- ARTICLE
========================================
Generating trials dataset using resampling procedure.

* Number of resampling iterations: 100 (based on bootstrapping stability analysis)
* Number of trials per resampling: N = 40 (based on data in monkey dataset so the number of trials is from experiments)

In [1]:
import csv
import pickle
import numpy as np

# import from scripts
import os
current_wd = os.getcwd()
os.chdir(os.path.abspath("..\\..\\..\\isttc\\scripts"))
#os.chdir(os.path.abspath("C:\\Users\\ipoch\\Documents\\repos\\isttc\\scripts"))
from cfg_global import project_folder_path
from spike_train_utils import get_trials, bin_trials
os.chdir(current_wd)

In [2]:
dataset_folder = project_folder_path + 'results\\synthetic\\dataset\\'

### Get data

In [None]:
with open(dataset_folder + '0_spike_trains_tau100ms_alpha0_3_fr3_5hz_len600sec_1000.pkl','rb') as f:
    data = pickle.load(f)

all_spike_trains = data['spike_trains']
alphas = data['alphas']
fr_values = data['fr_values']
tau_ms = data['tau_ms']
duration_ms = data['duration_ms']

print(f'n spike trains {len(all_spike_trains)}, len {all_spike_trains[0][-1]/1000}, duration_ms {duration_ms}')

In [3]:
with open(dataset_folder + '1_spike_trains_3params_var_len600sec_100000.pkl','rb') as f:
    data_parametric = pickle.load(f)

all_spike_trains_par = data_parametric['spike_trains']
alphas_par = data_parametric['alphas']
fr_values_par = data_parametric['fr_values']
tau_ms_par = data_parametric['tau_ms']
duration_ms_par = data_parametric['duration_ms']

print(f'n spike trains {len(all_spike_trains_par)}, len {all_spike_trains_par[0][-1]/1000}, duration_ms {duration_ms_par}')

n spike trains 100000, len 598.8243581617338, duration_ms 600000


### Make trials 

#### Same n_trials and same trial len

In [None]:
n_trials = 40  
m_iterations = 100

fs = 1000
bin_size = 50 # in ms
signal_len = int(10 * 60 * fs)
trial_len = int(1000 * (fs / 1000)) # 1000ms trials 

In [None]:
trial_dict = {}
trial_binned_dict = {}

for i in range(len(all_spike_trains)):
    if (i % 100) == 0:
        print(f'Processing unit {i}')
========================================
- SUPPLIED DATA
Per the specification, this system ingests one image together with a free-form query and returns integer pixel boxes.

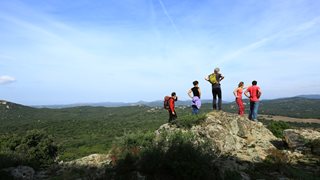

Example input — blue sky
[0,0,320,105]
========================================
- PROBLEM 1
Condense the two bulleted lines in the notebook that begin "Number of resampling iterations" and "Number of trials per resampling" into one short sentence that keeps both numbers and the reason given for each.
- PROBLEM 2
Translate the notebook's opening line, "Generating trials dataset using resampling procedure.", into Spanish.
- PROBLEM 3
In the notebook, what bin size is set, in milliseconds?

- CORRECT ANSWER 1
The procedure uses 100 resampling iterations, based on bootstrapping stability analysis, and 40 trials per resampling, a number taken from the experiments in the monkey dataset.

- CORRECT ANSWER 2
Generación del conjunto de datos de ensayos mediante un procedimiento de remuestreo.

- CORRECT ANSWER 3
50 ms.